• [How to complete this task]: Below are records; reproduce exactly the lines from the first through the one containing "Query: <item>white road marking</item>".

════════════════════

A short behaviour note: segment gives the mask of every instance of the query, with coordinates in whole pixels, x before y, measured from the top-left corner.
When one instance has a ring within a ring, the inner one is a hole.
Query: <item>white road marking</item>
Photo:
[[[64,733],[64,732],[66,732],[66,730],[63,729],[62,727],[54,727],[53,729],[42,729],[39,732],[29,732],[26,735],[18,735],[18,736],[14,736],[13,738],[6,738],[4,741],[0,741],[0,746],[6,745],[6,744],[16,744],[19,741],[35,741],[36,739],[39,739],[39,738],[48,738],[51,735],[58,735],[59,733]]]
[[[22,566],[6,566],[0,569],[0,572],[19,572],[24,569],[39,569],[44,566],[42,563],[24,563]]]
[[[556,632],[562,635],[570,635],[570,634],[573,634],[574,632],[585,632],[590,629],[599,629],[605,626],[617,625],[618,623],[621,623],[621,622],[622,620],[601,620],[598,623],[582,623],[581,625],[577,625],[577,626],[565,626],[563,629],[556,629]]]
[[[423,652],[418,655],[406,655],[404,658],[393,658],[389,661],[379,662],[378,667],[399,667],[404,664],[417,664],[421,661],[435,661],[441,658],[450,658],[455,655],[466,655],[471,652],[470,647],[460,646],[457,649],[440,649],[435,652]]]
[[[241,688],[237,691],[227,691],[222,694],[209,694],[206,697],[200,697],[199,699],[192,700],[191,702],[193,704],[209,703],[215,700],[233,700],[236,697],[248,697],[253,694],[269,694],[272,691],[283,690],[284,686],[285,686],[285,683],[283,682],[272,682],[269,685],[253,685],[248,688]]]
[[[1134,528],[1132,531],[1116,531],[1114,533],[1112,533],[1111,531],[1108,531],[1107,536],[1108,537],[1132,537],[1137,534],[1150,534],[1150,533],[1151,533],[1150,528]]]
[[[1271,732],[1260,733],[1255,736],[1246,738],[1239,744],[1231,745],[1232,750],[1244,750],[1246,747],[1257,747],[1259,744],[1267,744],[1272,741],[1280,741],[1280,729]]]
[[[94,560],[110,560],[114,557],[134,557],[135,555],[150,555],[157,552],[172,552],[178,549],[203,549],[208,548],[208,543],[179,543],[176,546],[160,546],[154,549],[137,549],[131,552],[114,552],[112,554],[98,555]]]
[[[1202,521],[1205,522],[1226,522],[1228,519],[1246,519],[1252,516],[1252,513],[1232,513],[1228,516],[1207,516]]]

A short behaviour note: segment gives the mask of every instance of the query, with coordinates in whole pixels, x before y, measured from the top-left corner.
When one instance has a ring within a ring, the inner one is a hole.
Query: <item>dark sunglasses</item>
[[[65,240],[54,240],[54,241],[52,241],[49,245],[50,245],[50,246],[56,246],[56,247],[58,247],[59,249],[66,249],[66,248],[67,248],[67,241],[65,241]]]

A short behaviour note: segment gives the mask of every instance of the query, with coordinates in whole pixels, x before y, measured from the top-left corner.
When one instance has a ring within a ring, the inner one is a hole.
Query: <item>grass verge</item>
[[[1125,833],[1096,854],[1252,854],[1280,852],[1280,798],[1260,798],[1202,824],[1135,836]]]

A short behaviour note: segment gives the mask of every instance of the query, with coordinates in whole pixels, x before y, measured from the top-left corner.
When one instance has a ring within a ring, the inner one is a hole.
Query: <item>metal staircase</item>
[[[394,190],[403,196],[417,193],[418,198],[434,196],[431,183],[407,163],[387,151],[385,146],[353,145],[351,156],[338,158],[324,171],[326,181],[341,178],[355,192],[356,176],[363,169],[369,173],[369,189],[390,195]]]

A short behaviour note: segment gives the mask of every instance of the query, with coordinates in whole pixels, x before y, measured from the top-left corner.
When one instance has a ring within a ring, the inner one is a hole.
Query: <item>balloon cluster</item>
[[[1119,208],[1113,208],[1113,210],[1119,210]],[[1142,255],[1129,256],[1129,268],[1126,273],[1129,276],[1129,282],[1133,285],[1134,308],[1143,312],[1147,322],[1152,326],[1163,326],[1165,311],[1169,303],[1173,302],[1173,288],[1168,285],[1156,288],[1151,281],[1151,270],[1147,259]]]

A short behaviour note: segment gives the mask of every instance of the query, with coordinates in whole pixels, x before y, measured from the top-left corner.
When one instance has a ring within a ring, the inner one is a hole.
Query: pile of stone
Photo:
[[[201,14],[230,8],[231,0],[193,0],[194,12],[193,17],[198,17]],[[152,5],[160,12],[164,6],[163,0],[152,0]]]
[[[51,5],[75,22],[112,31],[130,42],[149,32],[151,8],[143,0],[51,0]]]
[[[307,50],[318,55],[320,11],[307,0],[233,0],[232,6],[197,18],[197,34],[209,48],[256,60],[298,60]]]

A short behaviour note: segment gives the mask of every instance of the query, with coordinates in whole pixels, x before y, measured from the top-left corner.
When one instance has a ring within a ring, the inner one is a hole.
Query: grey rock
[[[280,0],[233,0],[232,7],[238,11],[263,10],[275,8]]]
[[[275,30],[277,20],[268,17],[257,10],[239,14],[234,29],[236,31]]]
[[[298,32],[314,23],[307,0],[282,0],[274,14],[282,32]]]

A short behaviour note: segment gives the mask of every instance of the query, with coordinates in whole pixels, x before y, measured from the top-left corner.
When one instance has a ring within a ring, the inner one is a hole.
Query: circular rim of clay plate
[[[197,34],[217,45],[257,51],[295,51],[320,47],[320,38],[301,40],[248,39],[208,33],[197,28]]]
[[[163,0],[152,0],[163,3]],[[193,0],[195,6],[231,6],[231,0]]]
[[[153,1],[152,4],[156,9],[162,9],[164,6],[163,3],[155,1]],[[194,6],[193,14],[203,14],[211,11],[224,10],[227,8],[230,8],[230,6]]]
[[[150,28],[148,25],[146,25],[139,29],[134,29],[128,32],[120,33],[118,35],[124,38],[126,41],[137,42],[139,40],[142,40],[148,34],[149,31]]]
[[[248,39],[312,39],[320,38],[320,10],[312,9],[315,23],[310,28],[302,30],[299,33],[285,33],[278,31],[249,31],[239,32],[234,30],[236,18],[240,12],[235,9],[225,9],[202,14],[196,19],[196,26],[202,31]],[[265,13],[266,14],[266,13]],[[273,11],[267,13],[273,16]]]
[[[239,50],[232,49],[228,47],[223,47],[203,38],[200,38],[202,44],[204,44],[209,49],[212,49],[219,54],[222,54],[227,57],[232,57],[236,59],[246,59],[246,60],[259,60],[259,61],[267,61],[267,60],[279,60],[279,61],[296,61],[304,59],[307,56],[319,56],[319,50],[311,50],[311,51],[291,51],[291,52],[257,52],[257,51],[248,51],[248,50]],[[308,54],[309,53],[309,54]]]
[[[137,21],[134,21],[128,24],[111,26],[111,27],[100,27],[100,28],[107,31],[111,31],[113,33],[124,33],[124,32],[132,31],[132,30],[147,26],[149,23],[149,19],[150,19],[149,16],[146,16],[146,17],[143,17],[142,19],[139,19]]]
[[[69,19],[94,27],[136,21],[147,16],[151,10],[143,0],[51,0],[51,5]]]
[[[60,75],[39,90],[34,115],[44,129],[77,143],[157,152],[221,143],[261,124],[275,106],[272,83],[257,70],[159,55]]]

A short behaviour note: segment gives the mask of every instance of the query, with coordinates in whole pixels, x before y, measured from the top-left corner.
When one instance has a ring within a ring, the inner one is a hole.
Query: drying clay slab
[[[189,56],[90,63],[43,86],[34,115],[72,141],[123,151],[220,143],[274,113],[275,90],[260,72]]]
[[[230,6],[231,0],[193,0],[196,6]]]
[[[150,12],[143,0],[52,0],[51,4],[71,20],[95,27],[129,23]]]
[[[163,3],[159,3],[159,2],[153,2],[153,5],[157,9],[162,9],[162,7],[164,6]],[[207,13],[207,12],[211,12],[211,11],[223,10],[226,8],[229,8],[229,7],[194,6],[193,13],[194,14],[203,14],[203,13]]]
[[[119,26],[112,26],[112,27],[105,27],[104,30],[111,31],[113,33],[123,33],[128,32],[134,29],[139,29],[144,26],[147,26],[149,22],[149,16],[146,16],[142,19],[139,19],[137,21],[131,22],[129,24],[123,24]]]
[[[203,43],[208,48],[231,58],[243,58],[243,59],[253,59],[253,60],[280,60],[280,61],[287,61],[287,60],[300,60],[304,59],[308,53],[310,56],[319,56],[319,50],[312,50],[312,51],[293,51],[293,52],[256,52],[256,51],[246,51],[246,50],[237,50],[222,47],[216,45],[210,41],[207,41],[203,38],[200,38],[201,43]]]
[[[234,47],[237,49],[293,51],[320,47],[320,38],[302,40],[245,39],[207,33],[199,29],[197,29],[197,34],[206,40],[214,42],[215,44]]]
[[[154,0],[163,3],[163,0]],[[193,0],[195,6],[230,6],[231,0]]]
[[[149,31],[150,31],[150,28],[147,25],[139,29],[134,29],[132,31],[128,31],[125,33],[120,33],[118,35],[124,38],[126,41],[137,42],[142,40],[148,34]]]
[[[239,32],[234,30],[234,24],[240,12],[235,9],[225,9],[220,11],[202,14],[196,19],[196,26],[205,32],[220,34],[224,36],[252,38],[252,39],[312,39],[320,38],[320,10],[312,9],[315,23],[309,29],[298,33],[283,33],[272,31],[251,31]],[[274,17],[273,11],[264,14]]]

════════════════════

• [Answer box]:
A short behaviour note: segment gives the mask of every instance of the query, with coordinates in whole pixels, x before y, measured from the top-left corner.
When one instance has a ring within a ring, the inner one is a hole.
Query: <item>white road marking</item>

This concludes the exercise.